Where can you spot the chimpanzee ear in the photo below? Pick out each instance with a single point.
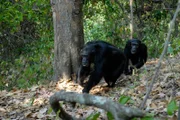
(97, 46)
(114, 52)
(128, 43)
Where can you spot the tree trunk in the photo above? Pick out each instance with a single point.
(68, 36)
(131, 19)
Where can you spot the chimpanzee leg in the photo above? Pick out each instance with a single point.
(94, 79)
(82, 73)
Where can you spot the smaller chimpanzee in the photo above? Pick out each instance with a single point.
(136, 52)
(100, 59)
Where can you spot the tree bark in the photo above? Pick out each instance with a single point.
(68, 36)
(131, 20)
(120, 112)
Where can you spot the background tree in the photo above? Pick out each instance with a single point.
(68, 36)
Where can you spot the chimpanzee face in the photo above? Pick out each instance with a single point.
(135, 46)
(87, 55)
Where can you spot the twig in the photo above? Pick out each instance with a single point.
(120, 112)
(161, 57)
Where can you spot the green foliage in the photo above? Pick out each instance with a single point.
(172, 107)
(31, 68)
(110, 116)
(26, 34)
(124, 99)
(93, 116)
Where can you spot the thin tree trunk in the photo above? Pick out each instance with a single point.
(131, 19)
(68, 36)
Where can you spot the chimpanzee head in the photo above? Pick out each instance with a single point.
(87, 55)
(135, 44)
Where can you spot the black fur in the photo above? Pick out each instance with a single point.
(107, 60)
(136, 52)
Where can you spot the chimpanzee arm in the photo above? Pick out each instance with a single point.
(127, 54)
(142, 56)
(94, 78)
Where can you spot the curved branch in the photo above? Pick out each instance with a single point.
(119, 111)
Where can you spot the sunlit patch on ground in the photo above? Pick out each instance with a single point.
(33, 103)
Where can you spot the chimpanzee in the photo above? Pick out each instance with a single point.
(136, 52)
(100, 59)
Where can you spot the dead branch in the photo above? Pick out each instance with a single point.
(120, 112)
(161, 57)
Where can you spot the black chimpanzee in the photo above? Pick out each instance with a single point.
(136, 52)
(107, 60)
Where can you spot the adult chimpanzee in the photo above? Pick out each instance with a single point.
(100, 59)
(136, 52)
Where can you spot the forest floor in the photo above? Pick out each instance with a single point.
(33, 103)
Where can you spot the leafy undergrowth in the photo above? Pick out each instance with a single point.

********************

* _TASK_
Please put the lines above into a Markdown table with the columns Row and Text, numbering each line and skipping any blank ones. Leave the pictures out.

* _RESPONSE TO THIS EXERCISE_
| Row | Text |
|---|---|
| 1 | Where can you spot the chimpanzee ear in the photo below? Pick out each instance with a single point. |
| 2 | (97, 46) |
| 3 | (114, 52) |
| 4 | (128, 43) |
| 5 | Where can you spot the tree trunk in the photo above? Pick out each instance with a single point. |
| 6 | (68, 36) |
| 7 | (131, 19) |
| 8 | Where can you spot the chimpanzee leg in the photo above? Pick out each instance with a single point. |
| 9 | (94, 79) |
| 10 | (82, 73) |
| 11 | Where can you spot the smaller chimpanzee in the photo above? Pick out each instance with a single point. |
| 12 | (136, 52) |
| 13 | (100, 59) |
| 14 | Where can you spot the tree bark in the photo above? Pick out each instance with a single point. |
| 15 | (68, 36) |
| 16 | (131, 20) |
| 17 | (120, 112) |
| 18 | Where can you spot the background tree in the photo above? Pick out each instance with a single point. |
| 19 | (68, 36) |
| 20 | Where can you spot the chimpanzee face in the photo above? Pick out each instance with a single point. |
| 21 | (135, 46) |
| 22 | (87, 55) |
| 23 | Where can you spot the twig in the photo above? Pick out each instance with a single point. |
| 24 | (120, 112) |
| 25 | (161, 57) |
| 26 | Where can you spot the green foliage in the photo above? Pick out each instance with a single point. |
| 27 | (172, 107) |
| 28 | (31, 68) |
| 29 | (110, 116) |
| 30 | (26, 34) |
| 31 | (124, 99) |
| 32 | (93, 116) |
| 33 | Where can you spot the thin tree trunk in the photo above? Pick out each instance with a single point. |
| 34 | (131, 19) |
| 35 | (68, 36) |
| 36 | Where can you spot the chimpanzee head in the photo above? Pick out each instance with a single point. |
| 37 | (87, 55) |
| 38 | (135, 44) |
| 39 | Where can you spot the black fur in the photo above? Pick out each instance with a single point. |
| 40 | (107, 60) |
| 41 | (136, 52) |
| 42 | Where can you spot the chimpanzee arm in the photo above? Pick out each instance with a single point. |
| 43 | (127, 54) |
| 44 | (142, 56) |
| 45 | (94, 78) |
| 46 | Where can you spot the curved branch in the photo above? Pick out each instance with a single point. |
| 47 | (119, 111) |
| 48 | Where can you spot the sunlit patch on ground in the photo above? Pick out each instance with a single point. |
| 49 | (33, 103) |
| 50 | Where can you spot the chimpanzee in the photo above? Pick out each instance with a single point. |
| 51 | (136, 52) |
| 52 | (100, 59) |
| 53 | Where can you spot the dead branch in the photo above? Pick out each instance with a single point. |
| 54 | (120, 112) |
| 55 | (161, 57) |
| 56 | Where can you spot the black chimpanzee in the photo above? Pick out each instance with a single point. |
| 57 | (136, 52) |
| 58 | (107, 60) |
| 59 | Where can you spot the adult chimpanzee in the photo above? Pick out each instance with a single point. |
| 60 | (100, 59) |
| 61 | (136, 52) |
| 62 | Where can you spot the forest floor in the photo above? Pick out each instance with a single point. |
| 63 | (33, 103) |
| 64 | Where can you spot the leafy undergrowth in the photo above? Pick out each instance with a single point. |